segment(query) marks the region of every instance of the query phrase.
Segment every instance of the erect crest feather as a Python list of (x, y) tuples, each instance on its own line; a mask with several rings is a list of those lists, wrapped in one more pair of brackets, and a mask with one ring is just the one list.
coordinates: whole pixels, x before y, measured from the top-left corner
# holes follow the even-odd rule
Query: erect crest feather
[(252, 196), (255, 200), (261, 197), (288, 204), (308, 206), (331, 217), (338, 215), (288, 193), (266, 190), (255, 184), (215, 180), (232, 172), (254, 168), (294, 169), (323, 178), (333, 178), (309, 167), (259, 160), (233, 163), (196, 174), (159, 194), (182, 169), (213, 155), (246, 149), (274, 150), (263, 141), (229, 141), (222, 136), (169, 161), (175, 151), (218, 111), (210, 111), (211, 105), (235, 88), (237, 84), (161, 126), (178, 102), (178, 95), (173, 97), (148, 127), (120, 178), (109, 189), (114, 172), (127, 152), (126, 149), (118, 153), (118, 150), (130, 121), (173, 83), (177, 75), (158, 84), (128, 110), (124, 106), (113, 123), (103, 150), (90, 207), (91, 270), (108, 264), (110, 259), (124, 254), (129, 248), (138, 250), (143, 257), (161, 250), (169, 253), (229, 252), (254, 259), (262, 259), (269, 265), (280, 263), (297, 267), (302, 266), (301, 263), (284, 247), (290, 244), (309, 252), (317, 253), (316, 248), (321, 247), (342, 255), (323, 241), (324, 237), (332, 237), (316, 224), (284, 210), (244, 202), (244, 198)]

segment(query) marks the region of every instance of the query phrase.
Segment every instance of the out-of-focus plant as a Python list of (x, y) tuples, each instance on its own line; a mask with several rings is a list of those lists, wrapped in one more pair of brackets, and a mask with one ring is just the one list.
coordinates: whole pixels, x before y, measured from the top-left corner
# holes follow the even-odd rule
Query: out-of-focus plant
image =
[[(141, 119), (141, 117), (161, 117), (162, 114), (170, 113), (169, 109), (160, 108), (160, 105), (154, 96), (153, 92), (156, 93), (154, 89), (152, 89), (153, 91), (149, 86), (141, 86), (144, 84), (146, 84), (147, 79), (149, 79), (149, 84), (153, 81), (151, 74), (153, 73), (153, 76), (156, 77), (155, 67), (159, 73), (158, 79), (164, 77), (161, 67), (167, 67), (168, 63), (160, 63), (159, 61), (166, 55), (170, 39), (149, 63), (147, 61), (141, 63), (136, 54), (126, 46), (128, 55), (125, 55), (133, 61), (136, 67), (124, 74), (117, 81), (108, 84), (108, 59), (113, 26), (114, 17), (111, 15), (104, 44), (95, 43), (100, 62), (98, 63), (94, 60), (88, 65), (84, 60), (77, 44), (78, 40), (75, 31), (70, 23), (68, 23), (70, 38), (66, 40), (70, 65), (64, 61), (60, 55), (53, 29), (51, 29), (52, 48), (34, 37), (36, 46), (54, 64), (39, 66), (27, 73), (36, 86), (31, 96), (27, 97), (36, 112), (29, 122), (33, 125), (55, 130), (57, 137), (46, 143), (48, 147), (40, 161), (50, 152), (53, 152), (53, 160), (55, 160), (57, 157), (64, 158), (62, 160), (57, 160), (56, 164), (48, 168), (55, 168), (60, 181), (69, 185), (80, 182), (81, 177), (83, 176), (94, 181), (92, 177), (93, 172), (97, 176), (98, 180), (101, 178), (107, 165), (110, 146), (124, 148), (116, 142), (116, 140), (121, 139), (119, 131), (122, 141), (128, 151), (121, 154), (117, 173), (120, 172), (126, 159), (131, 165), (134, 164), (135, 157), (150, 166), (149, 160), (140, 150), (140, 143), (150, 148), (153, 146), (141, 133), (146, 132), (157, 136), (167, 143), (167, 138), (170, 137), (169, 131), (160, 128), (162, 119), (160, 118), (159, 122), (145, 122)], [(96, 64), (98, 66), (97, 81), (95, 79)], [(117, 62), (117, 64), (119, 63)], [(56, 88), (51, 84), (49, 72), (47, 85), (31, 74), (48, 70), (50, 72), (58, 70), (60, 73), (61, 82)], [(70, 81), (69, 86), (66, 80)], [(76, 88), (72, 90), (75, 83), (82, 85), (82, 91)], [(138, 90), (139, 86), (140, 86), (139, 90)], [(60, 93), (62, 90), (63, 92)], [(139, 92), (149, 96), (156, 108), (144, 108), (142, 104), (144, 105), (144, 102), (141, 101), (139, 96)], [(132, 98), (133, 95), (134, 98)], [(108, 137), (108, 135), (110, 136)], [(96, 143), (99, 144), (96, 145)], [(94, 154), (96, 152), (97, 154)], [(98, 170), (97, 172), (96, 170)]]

» Written request:
Please put the listing above into a numbered list, one entry per line and blank lines omitted, beginning at its first line and stopping after the line that contains "202), (244, 198)]".

» Answer to this problem:
1. segment(query) marks the region of every instance of the query phrase.
2. Segment every instance of the erect crest feather as a Python list of (x, y) tuples, each instance on its own line; a mask with several rings is a list of those lists, wrapped in one more pair of brackets, and a mask with one ring is just the one list.
3. coordinates: whole pixels, x before y, measured from the top-left corner
4. # holes follow the even-odd rule
5. Query: erect crest feather
6. [(252, 196), (255, 200), (261, 197), (288, 204), (308, 206), (331, 217), (338, 215), (288, 193), (266, 190), (255, 184), (215, 180), (232, 172), (254, 168), (294, 169), (323, 178), (333, 178), (309, 167), (259, 160), (233, 163), (196, 174), (159, 194), (182, 169), (213, 155), (246, 149), (274, 150), (263, 141), (229, 141), (222, 136), (169, 161), (175, 151), (218, 111), (210, 111), (211, 105), (235, 88), (237, 84), (161, 126), (178, 102), (178, 95), (173, 97), (148, 127), (120, 178), (109, 189), (114, 172), (127, 152), (126, 149), (118, 153), (118, 150), (130, 121), (173, 83), (177, 75), (158, 84), (128, 110), (124, 106), (113, 123), (103, 150), (90, 207), (91, 270), (108, 264), (110, 259), (124, 254), (129, 248), (138, 250), (143, 257), (161, 250), (169, 253), (229, 252), (254, 259), (262, 259), (269, 265), (280, 263), (297, 267), (302, 266), (301, 263), (284, 247), (290, 244), (309, 252), (317, 253), (316, 248), (321, 247), (342, 255), (323, 241), (324, 237), (332, 237), (316, 224), (284, 210), (244, 202), (244, 198)]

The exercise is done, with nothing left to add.